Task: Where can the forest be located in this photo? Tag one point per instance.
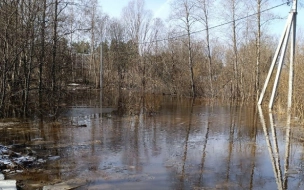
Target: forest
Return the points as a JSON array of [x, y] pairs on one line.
[[217, 50]]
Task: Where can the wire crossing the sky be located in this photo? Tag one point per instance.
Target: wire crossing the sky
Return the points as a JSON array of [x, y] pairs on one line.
[[212, 27]]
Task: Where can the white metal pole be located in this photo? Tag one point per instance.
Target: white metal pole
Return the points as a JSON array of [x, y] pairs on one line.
[[276, 82], [292, 54], [100, 78], [274, 60]]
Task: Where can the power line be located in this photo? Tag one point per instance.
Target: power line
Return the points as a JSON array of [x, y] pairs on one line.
[[212, 27]]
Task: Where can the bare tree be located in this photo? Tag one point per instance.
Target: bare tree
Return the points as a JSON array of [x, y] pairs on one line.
[[183, 16], [204, 7], [137, 24]]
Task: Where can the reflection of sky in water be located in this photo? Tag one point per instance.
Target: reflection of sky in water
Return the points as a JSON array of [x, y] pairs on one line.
[[217, 147]]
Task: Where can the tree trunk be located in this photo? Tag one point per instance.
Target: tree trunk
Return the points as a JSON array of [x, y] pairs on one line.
[[54, 49]]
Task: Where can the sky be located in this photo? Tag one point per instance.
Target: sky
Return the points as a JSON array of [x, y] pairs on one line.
[[161, 9]]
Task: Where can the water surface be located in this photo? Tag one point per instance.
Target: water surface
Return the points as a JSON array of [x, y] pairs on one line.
[[183, 144]]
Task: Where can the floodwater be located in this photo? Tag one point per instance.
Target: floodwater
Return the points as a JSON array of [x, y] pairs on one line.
[[183, 144]]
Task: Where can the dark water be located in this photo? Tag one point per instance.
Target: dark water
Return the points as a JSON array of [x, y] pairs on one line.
[[182, 145]]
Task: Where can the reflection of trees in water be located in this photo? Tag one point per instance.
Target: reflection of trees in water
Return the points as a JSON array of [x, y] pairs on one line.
[[282, 181]]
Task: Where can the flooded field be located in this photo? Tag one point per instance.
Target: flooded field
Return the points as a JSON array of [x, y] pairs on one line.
[[180, 145]]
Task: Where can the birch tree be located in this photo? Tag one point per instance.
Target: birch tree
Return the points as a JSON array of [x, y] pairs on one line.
[[183, 16]]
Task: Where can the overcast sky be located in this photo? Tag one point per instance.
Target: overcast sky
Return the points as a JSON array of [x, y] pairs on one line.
[[161, 9]]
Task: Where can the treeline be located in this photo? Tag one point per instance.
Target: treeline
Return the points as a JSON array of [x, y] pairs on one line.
[[47, 44]]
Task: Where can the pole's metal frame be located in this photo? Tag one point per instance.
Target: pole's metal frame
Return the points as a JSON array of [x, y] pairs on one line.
[[290, 27]]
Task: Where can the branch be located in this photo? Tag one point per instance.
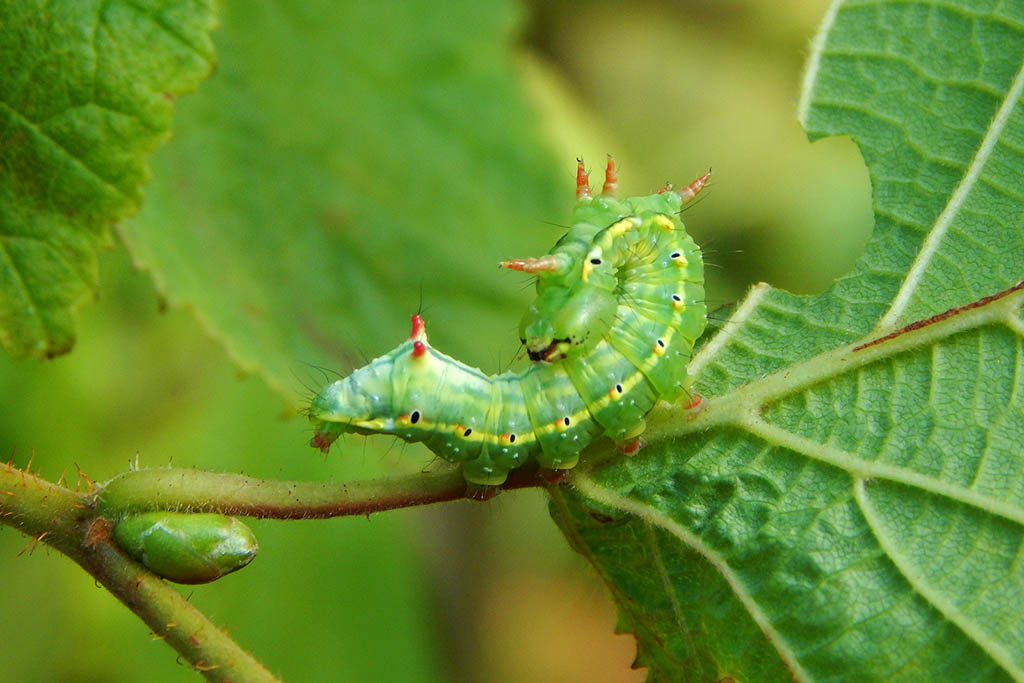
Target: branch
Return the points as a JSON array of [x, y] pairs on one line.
[[196, 491], [66, 520]]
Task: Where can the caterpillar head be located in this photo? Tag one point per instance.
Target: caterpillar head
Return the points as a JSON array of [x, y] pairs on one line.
[[568, 313]]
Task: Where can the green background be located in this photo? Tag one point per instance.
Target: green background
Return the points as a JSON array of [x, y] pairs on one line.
[[470, 592]]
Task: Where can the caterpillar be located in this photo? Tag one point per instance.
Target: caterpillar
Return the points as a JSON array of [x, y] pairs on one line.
[[620, 304], [186, 548]]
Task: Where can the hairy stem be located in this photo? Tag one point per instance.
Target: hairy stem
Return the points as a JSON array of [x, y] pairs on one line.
[[196, 491], [66, 520]]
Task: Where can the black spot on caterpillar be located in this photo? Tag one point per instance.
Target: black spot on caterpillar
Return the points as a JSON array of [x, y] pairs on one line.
[[620, 304]]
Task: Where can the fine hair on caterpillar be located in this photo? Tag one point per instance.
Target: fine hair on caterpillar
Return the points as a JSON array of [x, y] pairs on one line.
[[620, 305]]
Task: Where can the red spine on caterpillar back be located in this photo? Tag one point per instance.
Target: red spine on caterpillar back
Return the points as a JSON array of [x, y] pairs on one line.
[[620, 305]]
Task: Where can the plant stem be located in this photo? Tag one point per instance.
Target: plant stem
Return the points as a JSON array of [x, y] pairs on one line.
[[196, 491], [66, 520]]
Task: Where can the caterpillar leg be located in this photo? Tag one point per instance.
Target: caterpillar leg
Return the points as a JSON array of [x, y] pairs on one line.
[[552, 475], [632, 445], [480, 493]]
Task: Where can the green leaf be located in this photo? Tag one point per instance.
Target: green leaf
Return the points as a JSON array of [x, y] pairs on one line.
[[86, 93], [325, 165], [849, 503]]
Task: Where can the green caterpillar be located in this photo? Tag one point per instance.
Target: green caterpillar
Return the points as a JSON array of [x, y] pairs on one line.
[[620, 304]]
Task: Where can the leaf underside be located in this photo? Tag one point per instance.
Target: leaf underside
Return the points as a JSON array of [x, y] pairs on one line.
[[86, 93], [842, 511]]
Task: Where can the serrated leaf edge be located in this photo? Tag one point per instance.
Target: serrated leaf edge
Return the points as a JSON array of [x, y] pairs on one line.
[[592, 489]]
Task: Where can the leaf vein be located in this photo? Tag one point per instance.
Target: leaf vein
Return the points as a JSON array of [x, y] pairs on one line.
[[935, 597]]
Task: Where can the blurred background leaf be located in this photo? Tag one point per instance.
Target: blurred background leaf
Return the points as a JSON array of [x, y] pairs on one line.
[[339, 169], [85, 95]]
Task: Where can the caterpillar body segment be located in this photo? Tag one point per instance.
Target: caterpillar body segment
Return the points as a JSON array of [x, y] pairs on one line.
[[620, 304]]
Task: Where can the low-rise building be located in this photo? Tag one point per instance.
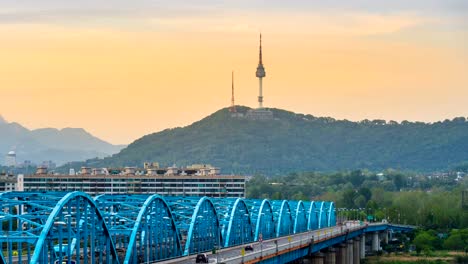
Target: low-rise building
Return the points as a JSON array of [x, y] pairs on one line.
[[190, 181]]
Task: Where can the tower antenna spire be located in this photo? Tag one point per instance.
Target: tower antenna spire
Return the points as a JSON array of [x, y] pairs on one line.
[[233, 105], [260, 74]]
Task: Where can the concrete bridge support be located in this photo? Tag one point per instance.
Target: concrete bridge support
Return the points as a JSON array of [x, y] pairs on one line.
[[356, 251], [350, 251], [375, 241], [318, 258], [362, 252], [341, 256], [330, 256]]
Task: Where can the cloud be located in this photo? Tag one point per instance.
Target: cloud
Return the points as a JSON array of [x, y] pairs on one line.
[[64, 12]]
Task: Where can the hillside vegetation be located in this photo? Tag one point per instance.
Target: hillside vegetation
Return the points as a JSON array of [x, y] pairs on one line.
[[297, 142]]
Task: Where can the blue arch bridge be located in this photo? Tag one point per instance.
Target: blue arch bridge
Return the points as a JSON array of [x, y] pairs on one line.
[[77, 228]]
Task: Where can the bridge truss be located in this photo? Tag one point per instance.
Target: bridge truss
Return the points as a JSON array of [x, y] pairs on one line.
[[128, 228]]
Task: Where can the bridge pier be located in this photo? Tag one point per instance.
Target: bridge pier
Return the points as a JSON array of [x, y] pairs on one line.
[[356, 253], [375, 241], [349, 252], [363, 247], [330, 256], [318, 258], [341, 256]]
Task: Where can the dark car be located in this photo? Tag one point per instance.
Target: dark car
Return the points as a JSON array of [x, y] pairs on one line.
[[201, 258], [248, 248]]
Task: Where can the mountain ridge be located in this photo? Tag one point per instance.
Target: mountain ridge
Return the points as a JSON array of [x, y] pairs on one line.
[[58, 145], [298, 142]]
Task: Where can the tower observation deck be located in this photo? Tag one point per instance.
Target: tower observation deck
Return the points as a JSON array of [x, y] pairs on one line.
[[260, 113], [260, 75]]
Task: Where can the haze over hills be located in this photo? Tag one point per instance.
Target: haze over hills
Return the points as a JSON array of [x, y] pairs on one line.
[[59, 146], [295, 142]]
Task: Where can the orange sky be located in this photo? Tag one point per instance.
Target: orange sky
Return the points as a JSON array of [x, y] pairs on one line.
[[126, 78]]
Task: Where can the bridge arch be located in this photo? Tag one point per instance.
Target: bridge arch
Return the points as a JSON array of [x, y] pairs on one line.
[[283, 214], [312, 216], [142, 226], [299, 214], [77, 220], [238, 229], [156, 231], [198, 223], [331, 214], [322, 217]]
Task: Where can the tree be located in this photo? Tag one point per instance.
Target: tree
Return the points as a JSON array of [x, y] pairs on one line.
[[455, 242], [366, 192], [348, 198], [424, 241], [356, 178]]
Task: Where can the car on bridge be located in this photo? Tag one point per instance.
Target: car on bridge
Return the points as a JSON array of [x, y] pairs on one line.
[[201, 258]]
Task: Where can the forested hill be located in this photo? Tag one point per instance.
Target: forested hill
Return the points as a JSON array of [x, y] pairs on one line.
[[296, 142]]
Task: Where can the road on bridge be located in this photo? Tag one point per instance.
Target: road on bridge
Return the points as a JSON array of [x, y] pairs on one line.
[[270, 247]]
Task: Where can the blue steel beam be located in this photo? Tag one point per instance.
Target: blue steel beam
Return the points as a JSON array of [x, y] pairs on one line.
[[312, 215], [198, 223], [48, 227], [283, 217], [263, 220], [142, 227], [299, 214], [235, 221]]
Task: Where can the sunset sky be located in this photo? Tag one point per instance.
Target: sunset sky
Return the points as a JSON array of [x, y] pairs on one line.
[[121, 69]]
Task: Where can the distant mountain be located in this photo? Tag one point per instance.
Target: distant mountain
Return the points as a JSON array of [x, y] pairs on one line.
[[60, 146], [295, 142]]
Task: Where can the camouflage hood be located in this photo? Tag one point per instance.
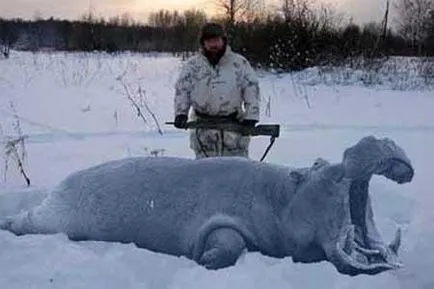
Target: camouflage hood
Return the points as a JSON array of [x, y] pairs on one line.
[[218, 90]]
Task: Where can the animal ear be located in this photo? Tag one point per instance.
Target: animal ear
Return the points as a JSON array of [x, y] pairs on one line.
[[336, 172]]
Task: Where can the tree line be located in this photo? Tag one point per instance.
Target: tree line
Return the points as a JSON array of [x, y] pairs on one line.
[[296, 35]]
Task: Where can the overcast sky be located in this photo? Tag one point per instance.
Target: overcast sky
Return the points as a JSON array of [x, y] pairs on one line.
[[361, 10]]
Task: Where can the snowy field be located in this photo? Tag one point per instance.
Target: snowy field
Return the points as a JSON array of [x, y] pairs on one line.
[[75, 110]]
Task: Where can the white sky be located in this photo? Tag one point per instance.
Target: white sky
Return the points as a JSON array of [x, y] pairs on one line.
[[362, 10]]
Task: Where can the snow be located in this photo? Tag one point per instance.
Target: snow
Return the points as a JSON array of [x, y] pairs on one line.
[[74, 111]]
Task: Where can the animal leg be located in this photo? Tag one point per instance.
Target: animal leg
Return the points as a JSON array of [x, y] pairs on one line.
[[222, 249]]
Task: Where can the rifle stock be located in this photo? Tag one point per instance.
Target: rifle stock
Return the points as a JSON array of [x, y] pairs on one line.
[[272, 130]]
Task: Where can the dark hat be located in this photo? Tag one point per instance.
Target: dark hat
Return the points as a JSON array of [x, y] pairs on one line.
[[212, 30]]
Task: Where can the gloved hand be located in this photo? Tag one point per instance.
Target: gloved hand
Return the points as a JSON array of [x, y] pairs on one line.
[[249, 122], [181, 121]]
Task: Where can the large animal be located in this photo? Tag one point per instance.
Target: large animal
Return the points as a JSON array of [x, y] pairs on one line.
[[212, 210]]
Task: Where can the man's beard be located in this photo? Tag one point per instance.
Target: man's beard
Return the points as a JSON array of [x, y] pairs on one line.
[[214, 56]]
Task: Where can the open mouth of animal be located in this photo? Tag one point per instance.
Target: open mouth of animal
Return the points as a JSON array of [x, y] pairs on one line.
[[360, 247]]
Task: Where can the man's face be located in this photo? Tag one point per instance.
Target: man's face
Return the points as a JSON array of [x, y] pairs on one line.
[[214, 45]]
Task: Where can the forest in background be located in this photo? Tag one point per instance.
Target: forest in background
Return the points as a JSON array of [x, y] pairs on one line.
[[293, 36]]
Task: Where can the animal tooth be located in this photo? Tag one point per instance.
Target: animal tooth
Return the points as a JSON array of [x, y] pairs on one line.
[[349, 240]]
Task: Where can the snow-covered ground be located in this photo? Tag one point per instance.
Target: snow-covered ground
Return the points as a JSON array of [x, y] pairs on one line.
[[74, 112]]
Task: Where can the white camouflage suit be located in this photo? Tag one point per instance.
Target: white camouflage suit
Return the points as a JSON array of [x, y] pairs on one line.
[[229, 87]]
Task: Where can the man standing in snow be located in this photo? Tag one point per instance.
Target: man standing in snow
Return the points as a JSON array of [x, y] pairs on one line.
[[220, 86]]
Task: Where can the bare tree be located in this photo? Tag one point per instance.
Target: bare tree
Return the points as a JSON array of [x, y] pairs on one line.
[[413, 21]]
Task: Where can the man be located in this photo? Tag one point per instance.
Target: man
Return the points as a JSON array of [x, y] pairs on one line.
[[219, 85]]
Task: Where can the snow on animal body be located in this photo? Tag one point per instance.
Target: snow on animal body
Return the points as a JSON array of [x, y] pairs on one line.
[[211, 210]]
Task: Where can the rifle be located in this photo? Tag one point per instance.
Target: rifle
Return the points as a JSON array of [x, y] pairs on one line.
[[272, 130]]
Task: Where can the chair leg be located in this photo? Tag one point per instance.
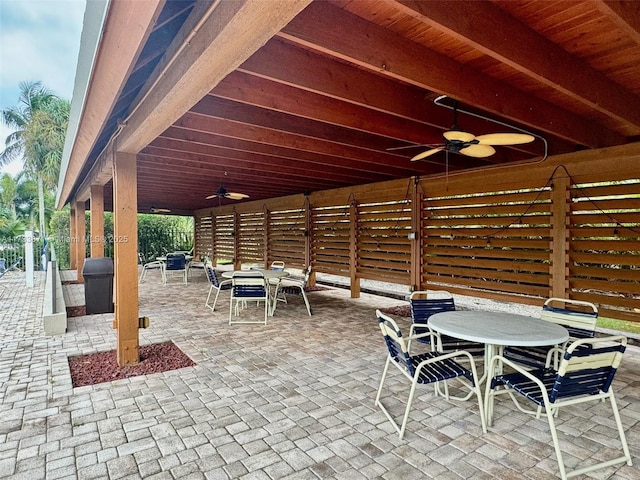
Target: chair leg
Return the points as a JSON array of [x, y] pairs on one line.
[[213, 308], [306, 300], [412, 392], [556, 443], [623, 439], [206, 304]]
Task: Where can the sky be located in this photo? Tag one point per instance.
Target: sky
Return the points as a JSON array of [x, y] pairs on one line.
[[39, 41]]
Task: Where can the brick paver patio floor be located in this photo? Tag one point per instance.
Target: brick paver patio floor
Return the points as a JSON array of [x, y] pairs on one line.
[[290, 400]]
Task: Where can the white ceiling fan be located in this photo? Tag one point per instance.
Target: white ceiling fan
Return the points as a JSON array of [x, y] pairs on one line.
[[223, 193], [159, 210], [459, 141]]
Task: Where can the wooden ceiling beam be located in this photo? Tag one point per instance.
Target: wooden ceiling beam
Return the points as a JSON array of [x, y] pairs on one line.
[[244, 88], [202, 165], [487, 28], [281, 121], [338, 80], [227, 157], [366, 160], [208, 139], [321, 27], [127, 26], [215, 40], [624, 14]]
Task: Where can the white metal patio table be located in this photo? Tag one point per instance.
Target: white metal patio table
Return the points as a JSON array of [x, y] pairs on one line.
[[267, 274], [497, 330]]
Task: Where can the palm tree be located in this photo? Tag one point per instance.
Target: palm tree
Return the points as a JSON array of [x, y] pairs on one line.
[[9, 193], [39, 122]]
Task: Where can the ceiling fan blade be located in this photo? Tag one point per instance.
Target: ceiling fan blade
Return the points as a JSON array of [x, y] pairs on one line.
[[478, 151], [236, 195], [459, 135], [505, 139], [426, 154]]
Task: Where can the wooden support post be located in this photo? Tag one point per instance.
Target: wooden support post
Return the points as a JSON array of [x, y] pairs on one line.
[[307, 241], [237, 262], [559, 270], [81, 247], [96, 207], [125, 230], [416, 232], [265, 237], [73, 240], [353, 250], [214, 256]]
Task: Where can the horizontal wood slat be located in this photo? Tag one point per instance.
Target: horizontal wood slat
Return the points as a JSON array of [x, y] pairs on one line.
[[492, 238]]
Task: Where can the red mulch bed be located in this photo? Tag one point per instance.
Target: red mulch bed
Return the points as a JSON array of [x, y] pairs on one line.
[[77, 311], [315, 288], [103, 366], [401, 311]]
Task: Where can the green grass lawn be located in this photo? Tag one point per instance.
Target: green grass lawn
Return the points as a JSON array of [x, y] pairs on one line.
[[620, 325]]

· · ·

▸ To do:
Beginning at the line that contains "Task: Where can the white ceiling", retype each line of the listing up to and including the last one, exactly as it stands, and nothing else.

▸ Answer for this exercise:
Task: Where can the white ceiling fan be located in this photo? Tag one point per instance.
Target: white ceiling fan
Return the points as a JSON array of [x, y] pairs on one line.
[[223, 193], [159, 210], [459, 141]]
Task: Where can the wooden ceiling beam be located in this photo? Tag one point per instance.
Target: wooden ceiling beam
Return the points as a JSON array of [x, y] pairs on one line.
[[244, 88], [202, 165], [487, 28], [281, 121], [338, 80], [227, 157], [366, 160], [208, 139], [321, 27], [127, 26], [215, 40], [624, 14]]
Task: Where can the white metal patio table be located in this photo? Tag one point per instance.
Target: white metal patio table
Return the points as a JSON array of [x, y] pairs on one line.
[[267, 274], [497, 330]]
Task: Where can the palm tree be located in this photo? Tag one point per instance.
Target: palm tree
Return the points as a JSON array of [x, y] pairs on one line.
[[9, 193], [39, 122]]
Task: Where can the ceiling fan blade be located in this photo? Tag one point per instance.
Target: ceiling fan blade
Return the points as a JSON array of [x, y] pairs on one line.
[[478, 151], [236, 195], [459, 135], [505, 139], [426, 154]]
Task: Where can the wooden support post be located in this photo? Tag one point per instance.
Target: wooden support post
Return the points as a JSON array of [x, y] pairs on one line.
[[307, 241], [237, 262], [559, 270], [81, 247], [96, 207], [125, 230], [416, 232], [265, 237], [73, 240], [353, 250], [214, 256]]
Task: Where can the horizontal wood slat be located in this photo? Tag one point per instance.
Target: horizontal wood slat
Return the points as a JSON array of [x, y] pairs on one line.
[[492, 238]]
Task: Where can the red mulch bed be located in this photo? Tag one point per instance.
Target: red mulch bed
Return the points as a JSON array of [x, y] pairs on one line.
[[77, 311], [315, 288], [103, 366], [401, 311]]
Task: Where can the green grass lawn be located in this photo? Tag one point per instance.
Target: green grass lawn
Return the points as a JSON array of [x, y] pairs on one line.
[[620, 325]]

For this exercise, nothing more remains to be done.